• WORK TO DO:
Pull out the lines in the records below, starting at the line that contains "Note: for this drill, mark the blue glove" and ending at the end of the records, with both ends included. Reproduce them word for word and change nothing.

(Rows from a pointing dataset)

○ ○ ○ ○

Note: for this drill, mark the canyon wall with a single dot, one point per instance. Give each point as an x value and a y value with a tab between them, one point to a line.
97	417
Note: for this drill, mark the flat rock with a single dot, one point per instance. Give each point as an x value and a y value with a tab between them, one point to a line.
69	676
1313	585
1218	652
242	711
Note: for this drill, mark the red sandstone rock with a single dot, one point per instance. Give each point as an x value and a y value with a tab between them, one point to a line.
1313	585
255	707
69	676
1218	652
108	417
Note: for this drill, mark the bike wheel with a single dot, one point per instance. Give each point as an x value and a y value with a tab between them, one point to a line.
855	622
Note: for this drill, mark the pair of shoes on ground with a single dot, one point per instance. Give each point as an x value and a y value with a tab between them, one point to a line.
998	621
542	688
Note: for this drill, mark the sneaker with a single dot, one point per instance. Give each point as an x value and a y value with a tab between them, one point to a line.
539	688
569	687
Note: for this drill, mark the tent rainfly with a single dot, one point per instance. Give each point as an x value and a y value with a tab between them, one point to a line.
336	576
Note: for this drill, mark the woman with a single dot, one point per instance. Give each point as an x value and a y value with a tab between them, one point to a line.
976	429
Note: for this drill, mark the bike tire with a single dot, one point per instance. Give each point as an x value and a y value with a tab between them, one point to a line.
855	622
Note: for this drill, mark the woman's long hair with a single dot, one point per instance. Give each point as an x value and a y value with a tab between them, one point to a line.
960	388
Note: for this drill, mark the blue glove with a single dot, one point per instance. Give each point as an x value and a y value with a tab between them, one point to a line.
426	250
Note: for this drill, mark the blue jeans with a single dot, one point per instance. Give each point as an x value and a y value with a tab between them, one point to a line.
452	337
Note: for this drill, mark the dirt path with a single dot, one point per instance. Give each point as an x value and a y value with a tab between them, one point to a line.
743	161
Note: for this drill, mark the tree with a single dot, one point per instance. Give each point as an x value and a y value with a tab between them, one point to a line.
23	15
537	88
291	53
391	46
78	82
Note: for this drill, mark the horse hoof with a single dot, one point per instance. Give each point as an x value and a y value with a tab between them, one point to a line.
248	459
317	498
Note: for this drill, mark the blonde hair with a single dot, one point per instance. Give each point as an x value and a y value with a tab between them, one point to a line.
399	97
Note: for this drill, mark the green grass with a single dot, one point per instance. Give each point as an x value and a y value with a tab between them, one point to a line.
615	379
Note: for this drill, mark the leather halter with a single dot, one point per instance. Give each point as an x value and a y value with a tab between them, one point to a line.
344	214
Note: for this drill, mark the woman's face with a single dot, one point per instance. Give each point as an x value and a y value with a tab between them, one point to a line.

○ ○ ○ ○

• RIGHT ANSWER:
Note: for this drill, mark the blue glove with a single dot, one point per instance. Give each point as an x value and a y value with a tab between them, one point to a line.
426	250
Note: for this drill, mark the blue jeans with a single dot, one point per instance. Give each point as an x value and a y value with a tab between them, one point to a line.
452	337
Note: for this drill, mark the dirt path with a single dot, one point per instance. Give each point as an x value and a y value with a tab between them, one point to a line.
743	161
Note: for this drill, mark the tree with a single dot, one point per instance. Give each point as an x value and a y value with a tab between them, one point to a line.
23	15
537	88
291	53
391	46
78	82
Note: for this drill, mark the horse hoof with a single dot, one point per instance. Give each point as an x value and a y value with a tab between them, one point to a line.
248	459
317	498
Note: for this drill, mark the blonde hair with a single dot, one point per instance. Give each point as an x value and a y value with a tab between them, one point to a line.
399	97
Note: for this drill, mark the green grass with a single dot, one point per instance. Give each point as an x value and a y value with a tab between them, one point to a line.
615	379
Note: for this drill, mark the leather halter with a single dot, one point per instance. Give each point as an x value and a y value with a tab between them, one point to a line.
344	214
Note: for this drill, mark the woman's face with a single dot, one point per instance. Give each point as an x value and a y value with a tab between them, one point to a line.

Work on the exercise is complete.